**SUPPLIED MATERIAL**
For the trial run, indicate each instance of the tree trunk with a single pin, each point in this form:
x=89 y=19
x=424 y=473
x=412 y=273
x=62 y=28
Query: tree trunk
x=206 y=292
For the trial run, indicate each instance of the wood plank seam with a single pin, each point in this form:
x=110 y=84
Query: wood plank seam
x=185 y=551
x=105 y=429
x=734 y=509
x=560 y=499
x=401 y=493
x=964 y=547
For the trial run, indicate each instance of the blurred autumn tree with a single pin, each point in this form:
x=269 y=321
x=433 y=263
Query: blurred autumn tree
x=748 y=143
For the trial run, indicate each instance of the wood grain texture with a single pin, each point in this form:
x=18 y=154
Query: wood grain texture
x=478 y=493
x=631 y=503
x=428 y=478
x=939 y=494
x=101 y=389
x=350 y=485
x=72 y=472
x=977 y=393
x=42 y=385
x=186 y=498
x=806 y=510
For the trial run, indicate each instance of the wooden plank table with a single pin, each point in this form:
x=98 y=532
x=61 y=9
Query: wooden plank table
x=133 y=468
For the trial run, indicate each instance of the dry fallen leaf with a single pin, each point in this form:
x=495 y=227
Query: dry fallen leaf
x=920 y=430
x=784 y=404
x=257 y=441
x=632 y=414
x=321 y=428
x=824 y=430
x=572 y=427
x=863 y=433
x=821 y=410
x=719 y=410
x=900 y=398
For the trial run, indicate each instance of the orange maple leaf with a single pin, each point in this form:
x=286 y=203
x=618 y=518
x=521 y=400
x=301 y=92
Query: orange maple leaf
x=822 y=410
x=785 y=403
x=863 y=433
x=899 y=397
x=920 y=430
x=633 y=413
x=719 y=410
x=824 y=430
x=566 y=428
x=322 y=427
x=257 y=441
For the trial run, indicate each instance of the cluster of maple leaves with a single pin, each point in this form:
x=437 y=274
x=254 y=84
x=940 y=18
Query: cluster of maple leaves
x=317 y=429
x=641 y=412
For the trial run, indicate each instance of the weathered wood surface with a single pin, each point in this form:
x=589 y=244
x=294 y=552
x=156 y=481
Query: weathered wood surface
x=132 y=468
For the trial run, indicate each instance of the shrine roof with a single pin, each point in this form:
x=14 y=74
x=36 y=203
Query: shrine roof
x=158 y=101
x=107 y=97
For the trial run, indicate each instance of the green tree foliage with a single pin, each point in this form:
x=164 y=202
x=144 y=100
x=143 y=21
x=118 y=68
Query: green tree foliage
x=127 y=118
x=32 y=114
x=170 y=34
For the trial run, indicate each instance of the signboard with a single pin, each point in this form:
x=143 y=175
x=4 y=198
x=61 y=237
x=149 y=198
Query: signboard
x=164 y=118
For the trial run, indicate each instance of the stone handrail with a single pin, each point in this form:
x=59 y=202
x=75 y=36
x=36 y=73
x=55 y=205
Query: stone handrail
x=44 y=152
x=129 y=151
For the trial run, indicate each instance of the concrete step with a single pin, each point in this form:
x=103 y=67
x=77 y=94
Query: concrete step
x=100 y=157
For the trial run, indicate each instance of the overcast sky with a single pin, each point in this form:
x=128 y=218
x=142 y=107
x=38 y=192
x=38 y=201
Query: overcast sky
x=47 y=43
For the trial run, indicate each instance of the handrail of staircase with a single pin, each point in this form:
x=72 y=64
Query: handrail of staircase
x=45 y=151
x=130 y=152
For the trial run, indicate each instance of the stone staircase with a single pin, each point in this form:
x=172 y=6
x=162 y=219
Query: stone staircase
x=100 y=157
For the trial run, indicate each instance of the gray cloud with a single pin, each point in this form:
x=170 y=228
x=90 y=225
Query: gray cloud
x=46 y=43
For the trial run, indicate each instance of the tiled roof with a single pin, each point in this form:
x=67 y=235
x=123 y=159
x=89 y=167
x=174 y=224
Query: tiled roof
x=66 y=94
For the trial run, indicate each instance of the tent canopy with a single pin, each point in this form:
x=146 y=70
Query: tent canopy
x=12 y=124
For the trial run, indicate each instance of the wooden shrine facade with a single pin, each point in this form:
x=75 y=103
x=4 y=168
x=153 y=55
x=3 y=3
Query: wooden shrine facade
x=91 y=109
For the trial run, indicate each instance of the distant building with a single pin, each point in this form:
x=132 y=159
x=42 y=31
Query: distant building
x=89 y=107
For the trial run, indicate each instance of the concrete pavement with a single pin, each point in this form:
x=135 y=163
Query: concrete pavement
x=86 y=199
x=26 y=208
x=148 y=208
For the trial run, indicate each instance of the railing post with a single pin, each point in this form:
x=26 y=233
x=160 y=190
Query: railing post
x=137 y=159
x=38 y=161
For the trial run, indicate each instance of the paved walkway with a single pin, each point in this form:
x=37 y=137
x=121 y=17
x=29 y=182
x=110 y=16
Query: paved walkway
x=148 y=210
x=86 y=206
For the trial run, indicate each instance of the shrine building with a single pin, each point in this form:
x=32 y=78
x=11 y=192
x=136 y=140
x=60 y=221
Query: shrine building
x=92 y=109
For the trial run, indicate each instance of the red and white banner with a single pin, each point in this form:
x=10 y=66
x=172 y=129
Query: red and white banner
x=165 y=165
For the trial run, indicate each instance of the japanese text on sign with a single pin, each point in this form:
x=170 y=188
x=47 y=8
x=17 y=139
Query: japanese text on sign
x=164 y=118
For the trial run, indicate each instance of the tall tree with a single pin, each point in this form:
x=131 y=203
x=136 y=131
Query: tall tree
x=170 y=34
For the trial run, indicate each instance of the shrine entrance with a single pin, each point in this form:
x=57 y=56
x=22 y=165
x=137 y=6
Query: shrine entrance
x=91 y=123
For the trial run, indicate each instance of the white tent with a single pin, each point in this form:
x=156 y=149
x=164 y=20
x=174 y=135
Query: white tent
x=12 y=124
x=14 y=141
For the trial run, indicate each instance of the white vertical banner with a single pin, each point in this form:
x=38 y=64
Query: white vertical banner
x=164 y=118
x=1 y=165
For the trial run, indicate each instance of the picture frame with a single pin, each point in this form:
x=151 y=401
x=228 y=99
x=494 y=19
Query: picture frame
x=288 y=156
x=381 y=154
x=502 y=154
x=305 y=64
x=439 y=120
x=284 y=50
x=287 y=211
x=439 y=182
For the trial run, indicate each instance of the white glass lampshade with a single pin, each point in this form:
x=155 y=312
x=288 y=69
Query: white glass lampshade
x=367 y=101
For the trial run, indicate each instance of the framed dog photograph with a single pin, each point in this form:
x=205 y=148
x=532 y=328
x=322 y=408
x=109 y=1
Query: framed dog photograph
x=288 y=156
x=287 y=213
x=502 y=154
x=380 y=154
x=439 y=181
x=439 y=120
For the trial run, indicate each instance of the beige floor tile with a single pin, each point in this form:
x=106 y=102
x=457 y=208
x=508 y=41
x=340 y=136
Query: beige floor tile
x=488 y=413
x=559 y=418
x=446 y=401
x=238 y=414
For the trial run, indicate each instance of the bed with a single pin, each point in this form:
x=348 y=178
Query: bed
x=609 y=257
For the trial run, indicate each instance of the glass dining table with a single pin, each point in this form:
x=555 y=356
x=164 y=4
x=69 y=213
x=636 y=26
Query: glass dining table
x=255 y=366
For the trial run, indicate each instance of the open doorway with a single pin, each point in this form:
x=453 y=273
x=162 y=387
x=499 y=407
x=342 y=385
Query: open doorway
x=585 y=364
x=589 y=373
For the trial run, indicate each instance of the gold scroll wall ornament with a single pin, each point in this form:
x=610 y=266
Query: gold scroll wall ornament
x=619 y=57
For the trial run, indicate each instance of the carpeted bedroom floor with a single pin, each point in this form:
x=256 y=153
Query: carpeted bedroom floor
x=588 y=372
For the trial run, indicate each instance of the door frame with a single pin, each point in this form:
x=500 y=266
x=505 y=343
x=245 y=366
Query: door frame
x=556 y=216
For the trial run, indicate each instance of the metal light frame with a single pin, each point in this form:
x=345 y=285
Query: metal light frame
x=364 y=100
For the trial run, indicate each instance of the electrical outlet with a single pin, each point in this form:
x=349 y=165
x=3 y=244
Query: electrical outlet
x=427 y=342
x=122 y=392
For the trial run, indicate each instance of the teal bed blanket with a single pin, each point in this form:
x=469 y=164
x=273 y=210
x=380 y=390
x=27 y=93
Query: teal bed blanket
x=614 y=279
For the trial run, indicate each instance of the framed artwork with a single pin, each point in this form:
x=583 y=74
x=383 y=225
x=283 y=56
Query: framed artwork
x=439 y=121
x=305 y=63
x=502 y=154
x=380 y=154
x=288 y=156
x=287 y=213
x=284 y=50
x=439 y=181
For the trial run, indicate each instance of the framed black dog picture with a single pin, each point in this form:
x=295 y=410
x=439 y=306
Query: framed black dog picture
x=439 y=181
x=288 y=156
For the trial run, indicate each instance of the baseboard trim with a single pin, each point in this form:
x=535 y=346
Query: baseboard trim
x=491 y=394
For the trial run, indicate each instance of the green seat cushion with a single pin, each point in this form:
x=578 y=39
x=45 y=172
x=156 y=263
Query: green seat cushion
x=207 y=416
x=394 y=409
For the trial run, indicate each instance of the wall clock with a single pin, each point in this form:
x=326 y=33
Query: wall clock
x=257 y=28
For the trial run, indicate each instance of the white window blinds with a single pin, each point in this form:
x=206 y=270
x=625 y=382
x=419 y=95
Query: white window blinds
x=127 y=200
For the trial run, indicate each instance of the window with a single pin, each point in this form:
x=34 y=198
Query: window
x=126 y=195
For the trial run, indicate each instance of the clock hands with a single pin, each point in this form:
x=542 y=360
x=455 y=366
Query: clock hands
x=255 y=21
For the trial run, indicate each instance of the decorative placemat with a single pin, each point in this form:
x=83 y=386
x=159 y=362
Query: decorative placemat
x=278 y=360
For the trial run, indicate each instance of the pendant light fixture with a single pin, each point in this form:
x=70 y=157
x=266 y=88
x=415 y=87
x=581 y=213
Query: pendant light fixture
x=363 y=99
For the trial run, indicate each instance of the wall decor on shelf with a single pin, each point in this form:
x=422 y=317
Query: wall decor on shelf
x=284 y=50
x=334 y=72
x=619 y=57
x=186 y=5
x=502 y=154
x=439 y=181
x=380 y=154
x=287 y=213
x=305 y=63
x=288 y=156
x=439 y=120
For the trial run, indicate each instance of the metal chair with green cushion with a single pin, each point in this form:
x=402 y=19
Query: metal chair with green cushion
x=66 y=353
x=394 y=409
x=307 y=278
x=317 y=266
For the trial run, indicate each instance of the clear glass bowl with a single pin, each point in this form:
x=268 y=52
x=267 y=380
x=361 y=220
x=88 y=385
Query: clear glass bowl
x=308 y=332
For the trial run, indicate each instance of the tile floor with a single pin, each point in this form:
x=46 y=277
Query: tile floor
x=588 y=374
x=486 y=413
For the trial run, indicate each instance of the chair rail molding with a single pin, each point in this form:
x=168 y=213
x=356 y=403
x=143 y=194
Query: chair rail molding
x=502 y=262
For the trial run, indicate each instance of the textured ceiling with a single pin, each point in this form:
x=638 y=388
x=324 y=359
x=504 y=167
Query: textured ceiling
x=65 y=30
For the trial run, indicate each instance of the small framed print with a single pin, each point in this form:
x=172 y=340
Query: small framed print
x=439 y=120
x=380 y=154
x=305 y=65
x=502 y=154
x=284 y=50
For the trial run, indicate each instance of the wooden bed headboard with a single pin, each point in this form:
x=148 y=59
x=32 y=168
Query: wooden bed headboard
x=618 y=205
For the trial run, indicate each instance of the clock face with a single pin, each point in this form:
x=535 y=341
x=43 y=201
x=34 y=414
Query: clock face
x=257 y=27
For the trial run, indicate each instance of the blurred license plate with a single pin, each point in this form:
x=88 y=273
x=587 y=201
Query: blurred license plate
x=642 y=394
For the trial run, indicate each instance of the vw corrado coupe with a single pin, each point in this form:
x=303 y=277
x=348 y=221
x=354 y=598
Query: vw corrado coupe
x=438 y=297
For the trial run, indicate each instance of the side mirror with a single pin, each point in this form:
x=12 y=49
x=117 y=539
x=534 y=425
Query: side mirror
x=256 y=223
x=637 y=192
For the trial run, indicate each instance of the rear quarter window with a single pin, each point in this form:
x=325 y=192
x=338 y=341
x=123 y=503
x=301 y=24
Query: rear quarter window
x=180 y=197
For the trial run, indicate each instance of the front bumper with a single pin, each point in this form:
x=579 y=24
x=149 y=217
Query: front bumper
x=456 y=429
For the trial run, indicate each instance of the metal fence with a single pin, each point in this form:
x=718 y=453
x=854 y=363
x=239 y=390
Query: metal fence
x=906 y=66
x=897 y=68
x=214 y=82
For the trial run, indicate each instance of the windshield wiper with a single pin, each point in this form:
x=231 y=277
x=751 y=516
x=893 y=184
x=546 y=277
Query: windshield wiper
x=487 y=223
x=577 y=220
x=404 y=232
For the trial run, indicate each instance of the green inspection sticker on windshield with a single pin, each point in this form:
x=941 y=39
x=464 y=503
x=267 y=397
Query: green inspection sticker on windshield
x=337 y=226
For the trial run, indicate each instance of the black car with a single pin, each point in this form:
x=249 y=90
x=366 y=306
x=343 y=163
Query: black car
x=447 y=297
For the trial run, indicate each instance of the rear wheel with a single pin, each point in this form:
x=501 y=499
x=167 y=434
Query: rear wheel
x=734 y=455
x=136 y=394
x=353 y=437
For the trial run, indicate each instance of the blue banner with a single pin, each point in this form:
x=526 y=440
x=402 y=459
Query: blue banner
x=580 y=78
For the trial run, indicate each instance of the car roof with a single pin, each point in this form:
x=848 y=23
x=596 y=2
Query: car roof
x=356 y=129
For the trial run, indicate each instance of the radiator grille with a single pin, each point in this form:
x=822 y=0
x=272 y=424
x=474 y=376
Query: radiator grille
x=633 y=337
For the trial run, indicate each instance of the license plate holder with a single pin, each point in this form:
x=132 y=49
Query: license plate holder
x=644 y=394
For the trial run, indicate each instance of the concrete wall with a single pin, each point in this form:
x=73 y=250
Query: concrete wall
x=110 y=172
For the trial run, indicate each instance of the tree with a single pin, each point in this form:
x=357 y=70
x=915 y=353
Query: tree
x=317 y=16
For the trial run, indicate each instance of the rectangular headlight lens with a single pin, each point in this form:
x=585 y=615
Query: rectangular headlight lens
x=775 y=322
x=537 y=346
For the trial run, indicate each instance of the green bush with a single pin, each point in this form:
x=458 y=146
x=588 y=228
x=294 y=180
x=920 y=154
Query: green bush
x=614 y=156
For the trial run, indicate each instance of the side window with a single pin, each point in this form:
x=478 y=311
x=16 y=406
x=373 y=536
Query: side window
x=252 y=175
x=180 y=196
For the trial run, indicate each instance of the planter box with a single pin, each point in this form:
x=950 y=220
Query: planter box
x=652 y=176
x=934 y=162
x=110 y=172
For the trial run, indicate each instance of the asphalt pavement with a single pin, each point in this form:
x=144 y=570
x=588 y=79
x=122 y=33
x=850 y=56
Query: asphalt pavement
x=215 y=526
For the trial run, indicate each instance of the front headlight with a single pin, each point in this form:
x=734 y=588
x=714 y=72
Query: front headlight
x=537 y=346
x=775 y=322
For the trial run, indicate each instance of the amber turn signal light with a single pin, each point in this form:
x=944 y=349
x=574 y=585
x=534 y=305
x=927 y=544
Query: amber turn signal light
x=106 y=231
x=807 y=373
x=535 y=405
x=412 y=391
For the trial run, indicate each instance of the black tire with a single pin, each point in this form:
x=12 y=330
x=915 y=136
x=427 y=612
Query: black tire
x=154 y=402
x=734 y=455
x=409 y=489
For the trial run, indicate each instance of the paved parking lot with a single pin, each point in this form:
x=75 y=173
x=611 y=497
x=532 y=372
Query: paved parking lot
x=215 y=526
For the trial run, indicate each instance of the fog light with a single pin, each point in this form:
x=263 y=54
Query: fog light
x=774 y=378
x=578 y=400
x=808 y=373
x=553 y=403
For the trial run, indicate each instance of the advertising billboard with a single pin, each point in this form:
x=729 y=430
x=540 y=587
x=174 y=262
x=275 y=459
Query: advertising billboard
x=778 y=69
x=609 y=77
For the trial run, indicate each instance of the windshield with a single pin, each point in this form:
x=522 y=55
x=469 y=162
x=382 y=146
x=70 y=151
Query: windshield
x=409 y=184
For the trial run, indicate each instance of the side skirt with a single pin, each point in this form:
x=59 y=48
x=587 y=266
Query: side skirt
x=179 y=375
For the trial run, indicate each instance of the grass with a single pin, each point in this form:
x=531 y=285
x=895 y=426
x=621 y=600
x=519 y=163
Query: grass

**SET PROBLEM**
Rewrite the lines between the one holding "For the trial run, indicate each instance of the amber" and the one holding "x=412 y=391", inclusive, scaling each answer coordinate by 0.75 and rounding it to a whole number, with halves rounded up. Give only these lines, requests included, and leave the numbers in the requests and their format samples unchanged.

**PROBLEM SOLUTION**
For the trial run, indicate each instance of the amber turn signal light with a single pin, each point in this form:
x=944 y=349
x=574 y=585
x=534 y=305
x=927 y=544
Query: amber turn signal light
x=80 y=173
x=605 y=280
x=401 y=304
x=309 y=293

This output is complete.